[Stored entries]
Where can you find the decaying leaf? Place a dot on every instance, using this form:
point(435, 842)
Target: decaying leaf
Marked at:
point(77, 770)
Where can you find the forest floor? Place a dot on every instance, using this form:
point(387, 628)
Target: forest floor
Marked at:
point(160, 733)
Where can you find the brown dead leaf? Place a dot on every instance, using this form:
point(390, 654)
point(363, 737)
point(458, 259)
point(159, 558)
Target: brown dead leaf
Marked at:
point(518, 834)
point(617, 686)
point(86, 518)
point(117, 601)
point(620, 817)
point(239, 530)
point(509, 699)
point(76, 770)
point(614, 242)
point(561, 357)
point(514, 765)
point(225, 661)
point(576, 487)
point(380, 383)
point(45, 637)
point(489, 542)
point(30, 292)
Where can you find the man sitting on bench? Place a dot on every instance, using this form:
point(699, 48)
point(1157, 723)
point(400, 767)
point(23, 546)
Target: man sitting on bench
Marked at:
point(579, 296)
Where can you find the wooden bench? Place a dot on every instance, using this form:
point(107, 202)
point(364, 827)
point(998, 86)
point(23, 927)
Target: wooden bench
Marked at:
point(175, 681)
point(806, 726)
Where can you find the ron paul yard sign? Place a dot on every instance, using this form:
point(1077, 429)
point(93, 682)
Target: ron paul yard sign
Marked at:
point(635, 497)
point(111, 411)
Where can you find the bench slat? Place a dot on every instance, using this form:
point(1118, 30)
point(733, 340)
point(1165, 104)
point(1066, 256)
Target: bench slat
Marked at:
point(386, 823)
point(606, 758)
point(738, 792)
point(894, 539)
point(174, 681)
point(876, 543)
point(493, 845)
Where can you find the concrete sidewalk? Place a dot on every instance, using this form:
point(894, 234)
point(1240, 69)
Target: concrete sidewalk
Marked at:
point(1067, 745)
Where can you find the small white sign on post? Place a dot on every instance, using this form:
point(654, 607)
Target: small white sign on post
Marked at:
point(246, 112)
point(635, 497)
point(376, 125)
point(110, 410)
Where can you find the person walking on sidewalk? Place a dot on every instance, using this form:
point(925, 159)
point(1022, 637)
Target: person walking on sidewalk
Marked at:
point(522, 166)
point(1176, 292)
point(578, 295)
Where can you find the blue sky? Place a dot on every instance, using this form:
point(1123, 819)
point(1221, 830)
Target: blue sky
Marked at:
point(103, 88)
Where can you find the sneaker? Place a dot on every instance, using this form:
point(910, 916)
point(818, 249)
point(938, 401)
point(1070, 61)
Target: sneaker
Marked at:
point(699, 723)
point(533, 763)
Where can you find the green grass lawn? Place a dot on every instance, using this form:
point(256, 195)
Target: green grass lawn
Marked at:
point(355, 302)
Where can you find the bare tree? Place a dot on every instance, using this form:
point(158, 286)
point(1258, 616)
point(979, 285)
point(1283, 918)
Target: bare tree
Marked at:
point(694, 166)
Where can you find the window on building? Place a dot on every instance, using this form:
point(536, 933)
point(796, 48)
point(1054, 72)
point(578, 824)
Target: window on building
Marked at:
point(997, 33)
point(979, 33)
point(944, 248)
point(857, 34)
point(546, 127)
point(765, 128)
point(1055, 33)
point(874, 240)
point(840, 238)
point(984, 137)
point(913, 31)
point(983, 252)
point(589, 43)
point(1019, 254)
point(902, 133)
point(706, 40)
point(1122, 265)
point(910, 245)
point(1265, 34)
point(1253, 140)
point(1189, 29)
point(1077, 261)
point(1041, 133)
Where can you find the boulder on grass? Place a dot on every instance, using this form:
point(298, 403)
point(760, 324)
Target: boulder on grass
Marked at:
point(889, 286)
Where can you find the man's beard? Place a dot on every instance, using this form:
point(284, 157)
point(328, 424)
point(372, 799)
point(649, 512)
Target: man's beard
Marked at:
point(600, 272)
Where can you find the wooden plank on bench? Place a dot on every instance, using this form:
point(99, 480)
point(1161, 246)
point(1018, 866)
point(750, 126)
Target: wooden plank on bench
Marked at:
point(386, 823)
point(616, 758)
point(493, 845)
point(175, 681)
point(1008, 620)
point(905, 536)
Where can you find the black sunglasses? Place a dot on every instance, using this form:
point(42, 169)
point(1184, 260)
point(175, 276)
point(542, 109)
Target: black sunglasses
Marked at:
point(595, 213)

### Set exercise
Please reproduce every one of the entries above word for word, leaving nothing out and changing nothing.

### Full response
Where can you find the decaying leaf? Place a dot on every instance, using this form:
point(435, 842)
Target: decaying leaf
Marked at:
point(77, 770)
Where can you find the forest floor? Place a dot on every instance, using this form:
point(387, 628)
Target: forest floor
Marked at:
point(160, 733)
Where can you find the brown dead leaf? Place a dot on every instance, using this form:
point(390, 654)
point(363, 737)
point(458, 259)
point(159, 558)
Target: brown dead leaf
Marked at:
point(518, 834)
point(617, 686)
point(86, 518)
point(117, 601)
point(620, 817)
point(239, 530)
point(509, 699)
point(76, 770)
point(614, 242)
point(561, 357)
point(514, 765)
point(225, 661)
point(576, 487)
point(380, 383)
point(45, 637)
point(489, 542)
point(30, 292)
Where can you find the man sitting on bench? Place a dot on every instance, using this form:
point(699, 48)
point(1157, 723)
point(400, 767)
point(23, 546)
Target: man sitting on bench
Marked at:
point(579, 296)
Where can you find the wooden bench? Place a dot on every instance, using this form:
point(107, 202)
point(364, 827)
point(998, 86)
point(23, 927)
Target: wooden bench
Marked at:
point(175, 681)
point(806, 726)
Where can you find the ron paul yard sign? Place a dot on every instance, using this form:
point(1077, 429)
point(93, 682)
Target: ron paul yard sign
Marked at:
point(635, 497)
point(111, 411)
Where can you find the bench slat? Place a dot on every instance, using this form:
point(1118, 30)
point(733, 340)
point(1165, 104)
point(1066, 256)
Target: bench slat
Marked at:
point(386, 823)
point(606, 758)
point(738, 792)
point(894, 539)
point(174, 681)
point(876, 543)
point(493, 845)
Where can you find the concrete sidewalk? Place a dot on every instance, using this form:
point(894, 234)
point(1240, 69)
Target: concrete sidewalk
Marked at:
point(1067, 745)
Where can you find the small white sign on post? Place a dot on every instance, using this form:
point(654, 607)
Target: small white sign on post
Marked at:
point(246, 112)
point(635, 497)
point(376, 125)
point(110, 410)
Where can you find the person walking on sidewalk? Place a dot on every instance, using this form:
point(925, 159)
point(1022, 637)
Target: person walking on sidewalk
Marked at:
point(522, 166)
point(1176, 292)
point(578, 295)
Where can you find the blue sky? Place a dot on every instance, using this form:
point(1123, 819)
point(1221, 830)
Target: blue sky
Marked at:
point(103, 88)
Where can you find the sneaker? Place a dot on every instance, using this form:
point(910, 916)
point(818, 249)
point(938, 401)
point(1070, 61)
Target: sneaker
Marked at:
point(699, 723)
point(533, 763)
Where can you find the green grass lawn? Place a dot on every instance, using this form:
point(256, 195)
Target: green grass lawn
Marked at:
point(355, 302)
Where can you find the bare tree? Place a dot on every instance, using this form:
point(158, 286)
point(1258, 616)
point(979, 285)
point(1283, 918)
Target: bare tree
Marked at:
point(694, 166)
Where can you find the window on building? Place a dot on every instance, using this form:
point(536, 933)
point(796, 48)
point(1054, 72)
point(578, 824)
Target: window on building
Marked at:
point(997, 33)
point(979, 33)
point(944, 248)
point(857, 34)
point(546, 127)
point(765, 128)
point(1055, 33)
point(874, 240)
point(840, 238)
point(984, 137)
point(913, 31)
point(983, 252)
point(589, 43)
point(1019, 254)
point(902, 133)
point(706, 40)
point(1122, 265)
point(910, 245)
point(1265, 34)
point(1253, 140)
point(1189, 29)
point(1077, 261)
point(1041, 133)
Where can you find the boulder on grass? Place a dot on every instance, using this form:
point(298, 403)
point(760, 324)
Target: boulder on grass
Marked at:
point(889, 286)
Where can you find the man's beard? Place a dot on every instance, using this form:
point(284, 157)
point(328, 424)
point(372, 799)
point(649, 512)
Target: man's beard
Marked at:
point(600, 272)
Where can you find the wooden plank on bench? Place a dot on every instance, using this form:
point(99, 480)
point(1161, 246)
point(1018, 866)
point(750, 126)
Target: wooden plank on bench
Marked at:
point(386, 823)
point(616, 758)
point(493, 845)
point(175, 681)
point(1008, 620)
point(905, 536)
Where can you find the black sunglasses? Place a dot on every instance, using this form:
point(42, 169)
point(1184, 260)
point(175, 276)
point(542, 109)
Target: black sunglasses
Marked at:
point(595, 213)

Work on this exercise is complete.